Source extract -
Content starts

Artifact for TOSEM Submission: GiantRepair
- I. Introduction
- II. Project Structure
- III. Environment
- IV. How to Run
- V. Ablation Results
- VI. Discussion Results
Automated Program Repair (APR) has garnered significant attention due to its potential to streamline the bug repair process for human developers. Recently, LLM-based APR methods have shown promise in repairing real-world bugs. However, existing APR methods often utilize patches generated by LLMs without further optimization, resulting in reduced effectiveness due to the lack of program-specific knowledge. Furthermore, the evaluations of these APR methods have typically been conducted under the assumption of perfect fault localization, which may not accurately reflect their real-world effectiveness. To address these limitations, this paper introduces an innovative APR approach called GIANTREPAIR. Our approach leverages the insight that LLM-generated patches, although not necessarily correct, offer valuable guidance for the patch generation process. Based on this insight, GIANTREPAIR first constructs patch skeletons from LLM-generated patches to confine the patch space, and then generates high-quality patches tailored to specific programs through context-aware patch generation by instantiating the skeletons. To evaluate the performance of our approach, we conduct two large-scale experiments. The results demonstrate that GIANTREPAIR not only effectively repairs more bugs (an average of 27.78% on Defects4J v1.2 and 23.40% on Defects4J v2.0) than using LLM-generated patches directly, but also outperforms state-of-the-art APR methods by repairing at least 42 and 7 more bugs under perfect and automated fault localization scenarios, respectively.
├── GiantRepair: GiantRepair's Java implementation
├── LLM_Inference: Code to apply LLMs to APR task
│ ├── Models
│ ├── run_apr.py
│ ├── script_runapr.sh
│ ├── test_llm.py
│ └── utils
├── README.md
├── doc
├── results: Specific Results used in paper.
└── d4j-info: Analysisi results of Defects4J and GrowingBugs Dataset
├── filelist.json
├── growing_bugs_filelist.json
├── growing_bugs_single_function.json
├── growing_bugs_single_function_expand.json
├── linelist.json
└── single_function_repair.json
- OS: Linux (Tested on Ubuntu 20.04.6 LTS)
- OpenJDK 1.8.0_382 and OpenJDK 11.0.20.1
- Download and configure Defects4J and ExpressAPR.
- More runtime configurations can be found in the config-file.
- Python==3.9
- transformers==4.33.3
- Defects4J Setting
defects4j checkout -p Chart -v 1b -w ${buggy_program_path}/chart/chart_1_buggy
-
ExpressAPR Setting, shown in Link
-
Modify GiantRepair's setting in configfile
then
java -jar GiantRepair repair -d4j {bugid} -d4jhome {buggy_program_path} -modelname {modelName}
bugid should be like proj_idnum
all in lowercase.

Content ends

Data extract -
Content starts

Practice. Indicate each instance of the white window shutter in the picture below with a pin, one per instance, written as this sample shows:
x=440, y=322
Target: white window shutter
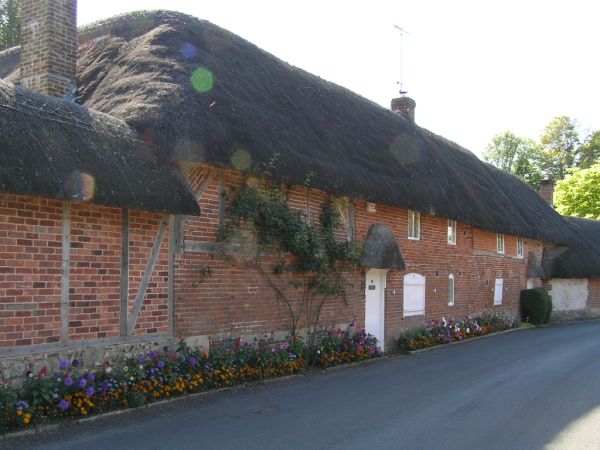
x=498, y=287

Content ends

Activity - Carry on the GiantRepair artifact page above, starting right after its last line.

Answer for this exercise -
In oreder to study the contribution of various components in GIANTREPAIR to the overall performance, we have set up the following three variants:
- GiantRepair
selectionwill randomly select code elements from the project to fill the code skeletons, rather than being constrained by syntatic rules. - GiantRepair
contextwill test the generated patches in the order of generation, rather than rank by the similarities. - GiantRepair
adaptivewill randomly select modifications from LLM patches, rather than apply coarse-grained modifications.
We conduct the experiment on Defects4J v1.2 single-function bugs, and the results shows in following table:
variant | #Plausible Fixes | #Correct Fixes | %Precision |
---|---|---|---|
GiantRepair |
123 | 46 | 37.40% |
GiantRepair |
129 | 51 | 39.53% |
GiantRepair |
125 | 49 | 39.20% |
GiantRepairori | 135 | 55 | 40.74% |
Thie table shows the numebr of plausible fixes, correct fixes and precision value for each of the three variants. We first observe that just randomly filling code skeletons, we achieve the lowest number of plausible fixes and precision value. And by disable the Context similarity and Adaptive application, these variant also have drop on the number of plausible and correct fixes. As a result, all the components contribute to the overall effectiveness of GiantRepair. GiantRepair can effectively produce more plausible/correct fixes by utilizing LLM-generated patches.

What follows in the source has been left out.